THE REQUEST
Reproduce the data below verbatim, from its first line through the line containing "pixel 891 129", including both.

___ SUPPLIED MATERIAL ___

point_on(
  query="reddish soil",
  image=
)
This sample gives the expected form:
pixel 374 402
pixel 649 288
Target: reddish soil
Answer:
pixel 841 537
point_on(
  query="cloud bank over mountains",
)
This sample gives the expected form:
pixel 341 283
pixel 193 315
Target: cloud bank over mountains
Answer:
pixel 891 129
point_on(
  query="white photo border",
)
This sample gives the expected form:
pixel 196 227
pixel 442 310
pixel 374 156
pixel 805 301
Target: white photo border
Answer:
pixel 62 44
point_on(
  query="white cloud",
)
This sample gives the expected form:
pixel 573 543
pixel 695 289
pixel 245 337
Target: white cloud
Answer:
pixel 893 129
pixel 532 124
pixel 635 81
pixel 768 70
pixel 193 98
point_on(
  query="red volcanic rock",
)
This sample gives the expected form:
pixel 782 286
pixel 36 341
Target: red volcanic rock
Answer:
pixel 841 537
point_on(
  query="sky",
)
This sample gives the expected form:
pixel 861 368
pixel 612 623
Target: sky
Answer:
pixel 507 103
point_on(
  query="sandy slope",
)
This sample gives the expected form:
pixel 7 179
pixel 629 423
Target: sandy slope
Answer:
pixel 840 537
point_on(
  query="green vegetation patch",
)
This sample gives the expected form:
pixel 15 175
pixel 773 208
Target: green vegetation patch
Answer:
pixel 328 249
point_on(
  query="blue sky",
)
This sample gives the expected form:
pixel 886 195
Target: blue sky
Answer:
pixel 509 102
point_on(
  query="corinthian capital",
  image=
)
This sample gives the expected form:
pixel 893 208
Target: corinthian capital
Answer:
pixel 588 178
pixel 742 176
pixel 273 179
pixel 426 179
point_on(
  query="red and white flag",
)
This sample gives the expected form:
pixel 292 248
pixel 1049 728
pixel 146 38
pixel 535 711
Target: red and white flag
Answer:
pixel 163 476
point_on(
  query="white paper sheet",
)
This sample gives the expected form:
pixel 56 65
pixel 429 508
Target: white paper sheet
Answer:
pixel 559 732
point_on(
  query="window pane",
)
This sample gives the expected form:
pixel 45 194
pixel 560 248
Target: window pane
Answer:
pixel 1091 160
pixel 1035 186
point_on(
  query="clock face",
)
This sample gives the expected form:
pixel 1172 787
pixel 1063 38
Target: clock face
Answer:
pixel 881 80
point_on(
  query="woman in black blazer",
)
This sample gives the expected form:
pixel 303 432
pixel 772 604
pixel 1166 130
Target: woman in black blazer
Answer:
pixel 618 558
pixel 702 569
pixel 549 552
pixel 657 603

___

SOLUTION TO THIS TASK
point_on(
  query="reddish soil",
  image=
)
This sample gives the expected form:
pixel 374 402
pixel 649 288
Target: reddish soil
Answer:
pixel 841 537
point_on(
  query="cloud bank over mountains",
)
This sample gives the expected form:
pixel 341 283
pixel 193 315
Target: cloud bank over mountains
Answer:
pixel 891 129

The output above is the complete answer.